> WHAT IS NEEDED
Output each record below exactly. No images go in the copy.

Natural language region descriptions:

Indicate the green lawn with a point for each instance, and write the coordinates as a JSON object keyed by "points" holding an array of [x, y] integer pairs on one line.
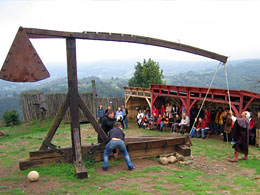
{"points": [[211, 173]]}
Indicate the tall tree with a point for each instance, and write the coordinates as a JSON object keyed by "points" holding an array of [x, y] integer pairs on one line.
{"points": [[147, 73]]}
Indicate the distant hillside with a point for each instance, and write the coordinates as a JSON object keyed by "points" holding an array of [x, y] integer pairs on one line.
{"points": [[240, 74]]}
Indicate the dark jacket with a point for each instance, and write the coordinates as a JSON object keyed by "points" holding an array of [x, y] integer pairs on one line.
{"points": [[107, 125], [100, 113], [116, 133]]}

> ANSWER FOR THE TASK
Indicate the green lawn with a point for each instance, and write the coordinates as a JSON object keyed by "points" holding an array of [x, y] integer pairs on one line.
{"points": [[211, 173]]}
Indicate the tall tree with a point for each instance, and write the coordinates as a JSON object keyed by "points" holding an array of [x, y] integer pairs on one line.
{"points": [[147, 73]]}
Indicate the distant hillside with a point for each instance, and write the coordinates as a JSON object keyed by "points" holding an array of [x, y] integer pairs on one line.
{"points": [[240, 74]]}
Indicate the dark jacket with a point for each instance, and write the coordinates as a JSON object keyed by "points" holding an array of [x, y] integer pairs on one line.
{"points": [[107, 125], [100, 113], [116, 133]]}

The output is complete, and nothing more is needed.